- **USING THE INFORMATION**:
1. In the guide on pickleball hand signals, what do most teams use a closed fist to signal?
2. Reproduce the stretch of the guide on pickleball hand signals from "Want a quick" through "covering which side.".

- **DOCUMENT SEGMENT**:
****
Pickleball hand signals look excessive until your partner runs the wrong direction after a return.
Then the point gets ugly fast.
The returner is sprinting toward the kitchen. The net player is sliding across the court. The third shot is already coming back. If both players read the plan differently, the open court is huge.
Want a quick answer? Pickleball hand signals are silent cues used by the non-returning partner before the return of serve in doubles. Most teams use an open hand for switch, a closed fist for stay, and a pre-agreed fake signal such as a talking hand or 2 fingers. Agree on the meanings before the game, signal every return point, and acknowledge the signal before the serve comes in.
This guide explains what each signal means, where to aim your return, how signals connect to stacking, and how to recover when the system breaks down.
Why hand signals exist in doubles pickleball
The return of serve is where doubles teams lose their shape. One player hits the return and runs forward. The other player slides, holds, or hesitates. Both players hesitate over who is covering which side.
Hand signals make the decision before the ball moves.
The player already near the kitchen line has the cleaner view of the court. They can see the server, the returner, the matchup, and the side their team wants after the return. The hidden signal gives the returner that plan without telling the opponents.
Research on nonverbal behavior in team sports helps explain why silent cues matter when distance, court noise, and timing make verbal calls unreliable. The source is soccer, so the transfer to pickleball should stay modest: silent cues help teams coordinate when speech is slow or hard to hear.
****
[Images for object localization]

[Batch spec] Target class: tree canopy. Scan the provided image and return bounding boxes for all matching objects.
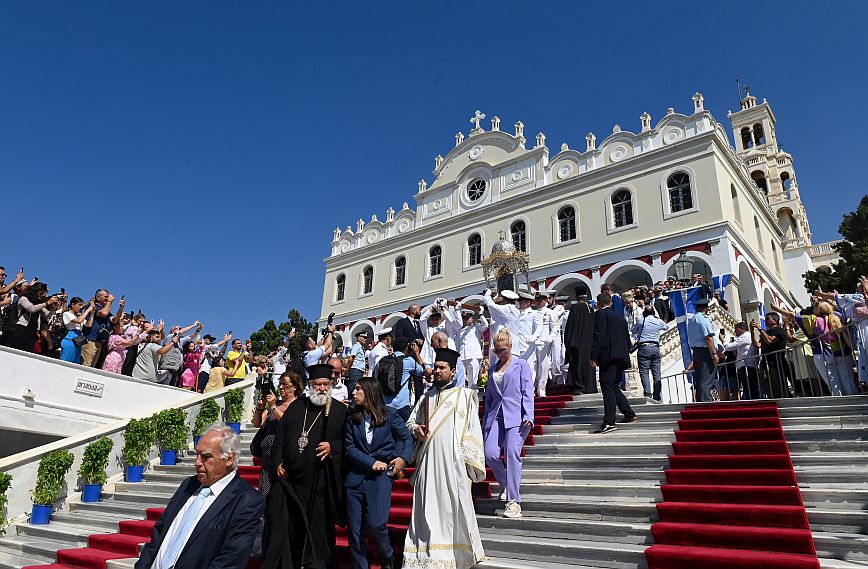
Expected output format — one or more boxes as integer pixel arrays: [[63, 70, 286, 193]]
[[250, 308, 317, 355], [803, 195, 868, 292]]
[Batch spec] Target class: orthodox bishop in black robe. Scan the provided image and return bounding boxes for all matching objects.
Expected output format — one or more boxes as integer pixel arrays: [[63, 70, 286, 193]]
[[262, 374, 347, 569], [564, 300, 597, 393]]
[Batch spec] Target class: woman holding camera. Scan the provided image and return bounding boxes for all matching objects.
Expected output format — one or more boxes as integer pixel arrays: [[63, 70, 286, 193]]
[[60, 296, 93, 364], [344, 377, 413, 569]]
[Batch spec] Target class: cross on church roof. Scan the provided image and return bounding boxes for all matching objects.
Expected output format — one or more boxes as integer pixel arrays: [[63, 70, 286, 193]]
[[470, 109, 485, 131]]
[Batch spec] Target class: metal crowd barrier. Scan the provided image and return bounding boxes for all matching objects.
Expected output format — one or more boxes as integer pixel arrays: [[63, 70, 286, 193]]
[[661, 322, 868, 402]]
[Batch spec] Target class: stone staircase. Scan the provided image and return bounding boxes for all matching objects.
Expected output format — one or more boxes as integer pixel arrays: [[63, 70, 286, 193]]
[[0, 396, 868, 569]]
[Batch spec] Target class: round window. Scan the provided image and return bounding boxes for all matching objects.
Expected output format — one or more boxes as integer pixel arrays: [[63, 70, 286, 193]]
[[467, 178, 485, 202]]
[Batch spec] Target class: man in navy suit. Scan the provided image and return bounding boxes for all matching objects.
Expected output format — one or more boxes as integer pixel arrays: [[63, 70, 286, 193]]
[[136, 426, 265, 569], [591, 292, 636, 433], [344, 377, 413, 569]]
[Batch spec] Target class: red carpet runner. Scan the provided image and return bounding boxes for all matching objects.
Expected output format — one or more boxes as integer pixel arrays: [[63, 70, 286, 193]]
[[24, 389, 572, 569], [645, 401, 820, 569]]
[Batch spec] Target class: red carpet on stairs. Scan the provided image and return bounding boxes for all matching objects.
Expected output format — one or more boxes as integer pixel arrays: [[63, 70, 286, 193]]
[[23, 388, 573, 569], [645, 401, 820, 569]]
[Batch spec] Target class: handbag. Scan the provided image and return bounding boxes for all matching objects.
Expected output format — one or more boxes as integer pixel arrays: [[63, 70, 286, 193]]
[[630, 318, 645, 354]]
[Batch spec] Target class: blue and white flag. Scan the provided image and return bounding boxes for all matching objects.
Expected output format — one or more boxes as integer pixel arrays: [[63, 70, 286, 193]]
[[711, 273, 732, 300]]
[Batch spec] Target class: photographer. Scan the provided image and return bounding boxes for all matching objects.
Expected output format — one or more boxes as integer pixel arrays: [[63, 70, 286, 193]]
****
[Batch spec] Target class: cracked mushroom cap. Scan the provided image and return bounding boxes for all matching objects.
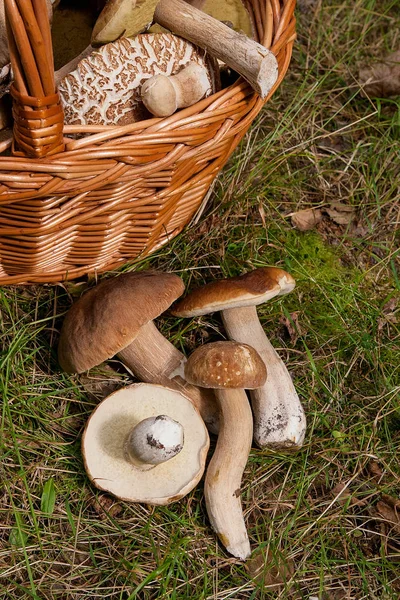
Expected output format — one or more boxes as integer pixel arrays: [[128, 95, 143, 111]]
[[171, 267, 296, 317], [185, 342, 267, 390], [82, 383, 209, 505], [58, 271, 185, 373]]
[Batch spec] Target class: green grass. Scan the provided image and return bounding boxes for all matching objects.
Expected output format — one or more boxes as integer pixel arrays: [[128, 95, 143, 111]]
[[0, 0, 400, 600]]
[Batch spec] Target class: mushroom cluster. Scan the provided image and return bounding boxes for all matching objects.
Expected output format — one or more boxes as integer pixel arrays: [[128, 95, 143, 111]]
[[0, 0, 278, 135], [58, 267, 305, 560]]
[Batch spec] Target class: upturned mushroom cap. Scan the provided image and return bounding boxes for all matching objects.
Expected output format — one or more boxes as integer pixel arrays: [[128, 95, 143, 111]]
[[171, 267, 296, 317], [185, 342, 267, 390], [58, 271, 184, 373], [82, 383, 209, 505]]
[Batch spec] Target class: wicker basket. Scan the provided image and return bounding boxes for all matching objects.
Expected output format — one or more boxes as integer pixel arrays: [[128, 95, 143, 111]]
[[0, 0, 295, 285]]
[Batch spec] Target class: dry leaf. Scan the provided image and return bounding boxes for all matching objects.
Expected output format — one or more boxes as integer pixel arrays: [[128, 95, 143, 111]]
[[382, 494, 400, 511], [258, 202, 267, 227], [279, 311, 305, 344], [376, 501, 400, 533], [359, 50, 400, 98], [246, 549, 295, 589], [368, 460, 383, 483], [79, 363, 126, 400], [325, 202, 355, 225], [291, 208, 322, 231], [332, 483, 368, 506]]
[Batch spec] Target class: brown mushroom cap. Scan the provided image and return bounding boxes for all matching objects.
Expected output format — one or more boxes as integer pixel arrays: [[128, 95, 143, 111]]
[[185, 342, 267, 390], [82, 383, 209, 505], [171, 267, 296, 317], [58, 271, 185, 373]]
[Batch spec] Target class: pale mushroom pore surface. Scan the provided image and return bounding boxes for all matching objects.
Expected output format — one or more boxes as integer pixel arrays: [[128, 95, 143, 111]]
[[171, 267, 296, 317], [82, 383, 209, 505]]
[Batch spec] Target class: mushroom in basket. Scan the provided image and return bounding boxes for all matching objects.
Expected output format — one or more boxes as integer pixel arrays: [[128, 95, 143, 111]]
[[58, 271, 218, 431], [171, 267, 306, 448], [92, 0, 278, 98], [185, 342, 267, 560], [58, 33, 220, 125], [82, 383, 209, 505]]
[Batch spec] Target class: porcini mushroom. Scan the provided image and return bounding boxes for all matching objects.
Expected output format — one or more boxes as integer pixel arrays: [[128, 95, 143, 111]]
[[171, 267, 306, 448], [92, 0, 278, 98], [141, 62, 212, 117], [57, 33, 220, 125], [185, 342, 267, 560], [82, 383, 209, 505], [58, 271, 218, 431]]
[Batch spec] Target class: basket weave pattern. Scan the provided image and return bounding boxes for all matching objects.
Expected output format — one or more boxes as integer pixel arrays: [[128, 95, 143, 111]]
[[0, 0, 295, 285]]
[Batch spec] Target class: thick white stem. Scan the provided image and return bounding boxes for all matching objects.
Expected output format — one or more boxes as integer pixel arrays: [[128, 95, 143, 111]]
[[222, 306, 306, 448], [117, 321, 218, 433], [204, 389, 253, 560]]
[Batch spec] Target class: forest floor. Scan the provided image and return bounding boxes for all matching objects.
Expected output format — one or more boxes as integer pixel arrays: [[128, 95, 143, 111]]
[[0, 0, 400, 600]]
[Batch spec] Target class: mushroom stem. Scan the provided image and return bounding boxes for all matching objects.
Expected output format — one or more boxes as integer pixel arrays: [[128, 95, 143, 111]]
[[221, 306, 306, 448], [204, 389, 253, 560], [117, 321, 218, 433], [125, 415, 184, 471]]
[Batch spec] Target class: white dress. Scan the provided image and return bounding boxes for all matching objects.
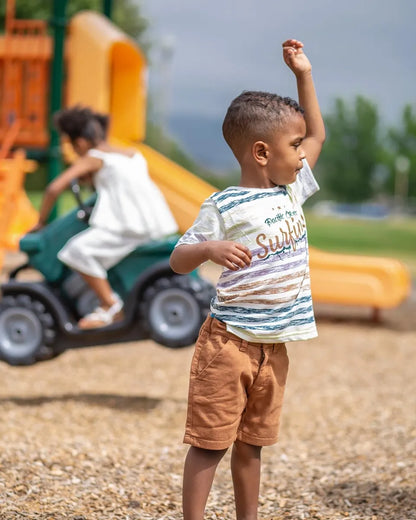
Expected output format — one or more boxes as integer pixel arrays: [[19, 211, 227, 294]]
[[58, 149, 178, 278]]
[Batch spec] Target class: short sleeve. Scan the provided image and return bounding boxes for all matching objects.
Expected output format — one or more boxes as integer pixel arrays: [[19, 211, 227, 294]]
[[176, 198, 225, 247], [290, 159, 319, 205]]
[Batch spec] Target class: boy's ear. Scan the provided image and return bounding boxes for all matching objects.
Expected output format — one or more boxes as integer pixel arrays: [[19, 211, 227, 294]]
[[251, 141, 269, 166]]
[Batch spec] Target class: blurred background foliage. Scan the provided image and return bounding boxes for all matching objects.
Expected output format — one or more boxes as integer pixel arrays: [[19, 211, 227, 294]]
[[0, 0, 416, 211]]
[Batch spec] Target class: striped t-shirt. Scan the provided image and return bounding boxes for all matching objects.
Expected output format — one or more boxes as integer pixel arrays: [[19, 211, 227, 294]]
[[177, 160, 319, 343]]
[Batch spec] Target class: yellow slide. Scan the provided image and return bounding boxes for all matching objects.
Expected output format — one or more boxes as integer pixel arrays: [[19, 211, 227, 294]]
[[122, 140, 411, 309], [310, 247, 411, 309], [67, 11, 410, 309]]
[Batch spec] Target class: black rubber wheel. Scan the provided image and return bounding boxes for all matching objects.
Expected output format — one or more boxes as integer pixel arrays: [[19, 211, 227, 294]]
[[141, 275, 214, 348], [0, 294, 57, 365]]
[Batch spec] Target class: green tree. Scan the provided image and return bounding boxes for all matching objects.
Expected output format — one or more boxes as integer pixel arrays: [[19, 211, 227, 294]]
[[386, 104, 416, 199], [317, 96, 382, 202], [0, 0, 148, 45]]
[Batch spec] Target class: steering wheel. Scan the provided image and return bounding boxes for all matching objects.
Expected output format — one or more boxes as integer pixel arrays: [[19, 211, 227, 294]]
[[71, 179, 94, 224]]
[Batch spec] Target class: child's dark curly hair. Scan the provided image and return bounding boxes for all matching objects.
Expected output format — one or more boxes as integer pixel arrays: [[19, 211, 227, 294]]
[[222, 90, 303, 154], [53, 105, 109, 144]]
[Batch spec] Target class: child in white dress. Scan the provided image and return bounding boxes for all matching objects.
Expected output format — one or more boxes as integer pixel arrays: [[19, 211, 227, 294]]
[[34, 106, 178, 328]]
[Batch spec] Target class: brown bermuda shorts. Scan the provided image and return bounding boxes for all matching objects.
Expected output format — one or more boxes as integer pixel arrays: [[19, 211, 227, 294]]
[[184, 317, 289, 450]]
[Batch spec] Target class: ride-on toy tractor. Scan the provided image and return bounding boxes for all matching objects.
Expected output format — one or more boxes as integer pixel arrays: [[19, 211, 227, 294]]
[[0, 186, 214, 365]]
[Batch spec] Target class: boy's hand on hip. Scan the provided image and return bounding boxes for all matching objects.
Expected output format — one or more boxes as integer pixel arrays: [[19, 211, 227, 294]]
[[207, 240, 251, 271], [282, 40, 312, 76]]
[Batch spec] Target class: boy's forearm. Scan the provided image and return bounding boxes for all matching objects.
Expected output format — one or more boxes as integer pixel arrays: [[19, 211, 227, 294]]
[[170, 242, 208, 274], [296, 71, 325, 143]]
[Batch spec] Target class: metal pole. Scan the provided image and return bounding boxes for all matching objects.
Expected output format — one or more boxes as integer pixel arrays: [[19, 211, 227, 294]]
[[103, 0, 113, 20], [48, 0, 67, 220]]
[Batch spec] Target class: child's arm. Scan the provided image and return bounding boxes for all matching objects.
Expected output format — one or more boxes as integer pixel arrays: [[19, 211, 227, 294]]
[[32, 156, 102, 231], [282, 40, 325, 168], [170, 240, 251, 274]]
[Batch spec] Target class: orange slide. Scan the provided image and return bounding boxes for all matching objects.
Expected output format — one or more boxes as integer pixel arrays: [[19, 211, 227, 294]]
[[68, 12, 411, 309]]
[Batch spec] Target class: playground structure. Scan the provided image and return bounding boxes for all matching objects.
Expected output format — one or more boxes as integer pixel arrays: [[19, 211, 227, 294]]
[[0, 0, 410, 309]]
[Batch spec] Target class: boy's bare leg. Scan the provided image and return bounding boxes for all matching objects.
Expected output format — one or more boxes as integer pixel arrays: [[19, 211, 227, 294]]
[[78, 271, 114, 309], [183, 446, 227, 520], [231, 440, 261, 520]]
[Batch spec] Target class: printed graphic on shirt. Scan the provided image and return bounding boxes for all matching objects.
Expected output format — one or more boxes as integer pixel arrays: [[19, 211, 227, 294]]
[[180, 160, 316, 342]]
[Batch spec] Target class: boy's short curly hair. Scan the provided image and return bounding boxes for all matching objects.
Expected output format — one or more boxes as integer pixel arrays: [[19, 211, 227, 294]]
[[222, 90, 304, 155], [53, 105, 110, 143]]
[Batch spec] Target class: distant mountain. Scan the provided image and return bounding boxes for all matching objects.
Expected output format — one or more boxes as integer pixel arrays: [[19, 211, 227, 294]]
****
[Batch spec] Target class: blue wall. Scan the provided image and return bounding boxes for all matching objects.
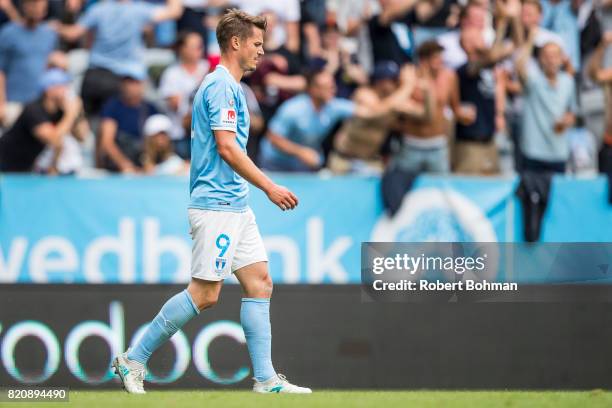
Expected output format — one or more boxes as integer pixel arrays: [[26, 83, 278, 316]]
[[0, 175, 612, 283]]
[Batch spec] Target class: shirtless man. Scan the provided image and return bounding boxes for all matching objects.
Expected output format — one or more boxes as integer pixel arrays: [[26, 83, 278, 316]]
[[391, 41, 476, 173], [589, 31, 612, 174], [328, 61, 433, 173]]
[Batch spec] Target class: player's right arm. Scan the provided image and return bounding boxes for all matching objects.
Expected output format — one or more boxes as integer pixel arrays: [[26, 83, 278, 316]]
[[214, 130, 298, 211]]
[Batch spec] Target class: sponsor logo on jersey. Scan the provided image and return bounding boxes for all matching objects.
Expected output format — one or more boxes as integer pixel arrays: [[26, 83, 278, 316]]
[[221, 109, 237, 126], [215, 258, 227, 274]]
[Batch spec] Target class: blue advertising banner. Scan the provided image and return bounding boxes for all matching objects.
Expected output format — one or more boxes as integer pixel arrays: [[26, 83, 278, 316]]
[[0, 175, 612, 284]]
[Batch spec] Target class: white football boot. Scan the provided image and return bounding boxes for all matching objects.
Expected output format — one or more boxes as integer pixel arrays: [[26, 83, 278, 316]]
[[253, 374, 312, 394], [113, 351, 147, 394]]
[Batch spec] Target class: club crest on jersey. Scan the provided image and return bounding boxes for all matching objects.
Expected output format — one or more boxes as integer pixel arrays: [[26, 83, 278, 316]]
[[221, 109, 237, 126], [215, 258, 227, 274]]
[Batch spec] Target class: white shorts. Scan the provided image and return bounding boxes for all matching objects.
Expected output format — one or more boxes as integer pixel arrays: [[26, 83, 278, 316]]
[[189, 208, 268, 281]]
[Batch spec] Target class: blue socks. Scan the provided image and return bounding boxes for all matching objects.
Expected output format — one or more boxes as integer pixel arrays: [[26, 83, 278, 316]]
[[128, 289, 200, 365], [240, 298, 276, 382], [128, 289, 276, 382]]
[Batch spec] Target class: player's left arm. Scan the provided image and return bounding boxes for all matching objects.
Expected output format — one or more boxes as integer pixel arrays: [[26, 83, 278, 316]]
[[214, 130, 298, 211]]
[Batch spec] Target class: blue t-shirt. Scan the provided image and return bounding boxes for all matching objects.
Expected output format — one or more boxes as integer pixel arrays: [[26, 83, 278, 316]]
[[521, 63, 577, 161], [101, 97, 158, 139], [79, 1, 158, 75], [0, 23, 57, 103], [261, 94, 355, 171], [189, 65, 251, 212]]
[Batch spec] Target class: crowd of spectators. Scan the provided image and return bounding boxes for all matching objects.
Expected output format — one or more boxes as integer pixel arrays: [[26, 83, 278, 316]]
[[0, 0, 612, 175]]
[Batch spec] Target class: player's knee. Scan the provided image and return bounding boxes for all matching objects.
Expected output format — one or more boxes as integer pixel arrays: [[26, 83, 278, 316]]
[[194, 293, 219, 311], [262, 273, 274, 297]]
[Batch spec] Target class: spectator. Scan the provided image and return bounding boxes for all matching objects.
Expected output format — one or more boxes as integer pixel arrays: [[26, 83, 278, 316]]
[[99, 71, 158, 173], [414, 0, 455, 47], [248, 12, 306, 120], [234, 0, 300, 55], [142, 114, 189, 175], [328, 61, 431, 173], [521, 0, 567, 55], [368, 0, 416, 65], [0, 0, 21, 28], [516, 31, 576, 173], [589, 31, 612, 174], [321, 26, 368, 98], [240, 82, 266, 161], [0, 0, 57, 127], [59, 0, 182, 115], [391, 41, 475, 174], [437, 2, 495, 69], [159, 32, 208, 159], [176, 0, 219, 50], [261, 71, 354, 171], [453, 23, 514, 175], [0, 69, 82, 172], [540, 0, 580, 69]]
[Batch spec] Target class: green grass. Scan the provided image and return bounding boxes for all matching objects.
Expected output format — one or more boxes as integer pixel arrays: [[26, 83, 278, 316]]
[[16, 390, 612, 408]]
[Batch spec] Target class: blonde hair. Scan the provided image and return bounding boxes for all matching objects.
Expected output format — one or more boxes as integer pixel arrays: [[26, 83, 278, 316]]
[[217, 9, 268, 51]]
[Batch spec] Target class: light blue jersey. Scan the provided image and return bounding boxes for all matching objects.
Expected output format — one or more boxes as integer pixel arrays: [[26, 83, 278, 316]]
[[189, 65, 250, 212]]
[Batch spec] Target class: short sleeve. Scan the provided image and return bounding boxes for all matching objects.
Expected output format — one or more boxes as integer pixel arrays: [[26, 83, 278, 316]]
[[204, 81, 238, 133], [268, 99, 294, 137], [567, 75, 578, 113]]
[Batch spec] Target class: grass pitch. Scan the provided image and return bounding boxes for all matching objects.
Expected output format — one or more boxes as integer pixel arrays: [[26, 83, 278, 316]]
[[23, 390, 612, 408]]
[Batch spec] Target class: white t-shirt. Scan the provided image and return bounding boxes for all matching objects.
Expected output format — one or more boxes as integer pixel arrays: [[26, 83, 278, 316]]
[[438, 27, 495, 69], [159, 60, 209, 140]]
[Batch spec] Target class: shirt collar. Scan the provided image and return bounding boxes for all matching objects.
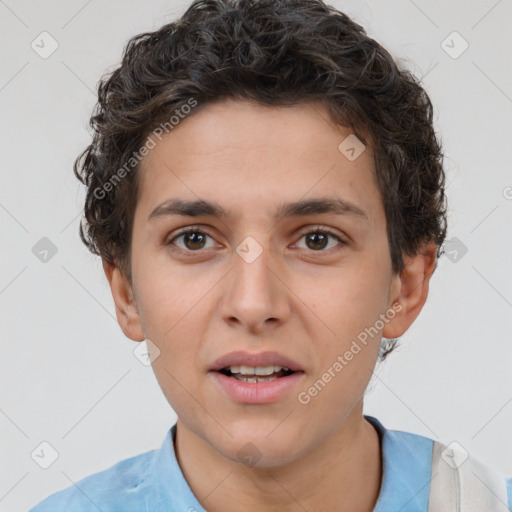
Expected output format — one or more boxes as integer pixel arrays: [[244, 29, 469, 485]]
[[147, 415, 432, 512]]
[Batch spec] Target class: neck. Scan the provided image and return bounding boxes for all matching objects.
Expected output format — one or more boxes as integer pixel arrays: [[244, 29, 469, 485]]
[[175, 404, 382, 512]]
****
- **YOUR RESPONSES**:
1. A closed fist signals stay.

2.
Want a quick answer? Pickleball hand signals are silent cues used by the non-returning partner before the return of serve in doubles. Most teams use an open hand for switch, a closed fist for stay, and a pre-agreed fake signal such as a talking hand or 2 fingers. Agree on the meanings before the game, signal every return point, and acknowledge the signal before the serve comes in.
This guide explains what each signal means, where to aim your return, how signals connect to stacking, and how to recover when the system breaks down.
Why hand signals exist in doubles pickleball
The return of serve is where doubles teams lose their shape. One player hits the return and runs forward. The other player slides, holds, or hesitates. Both players hesitate over who is covering which side.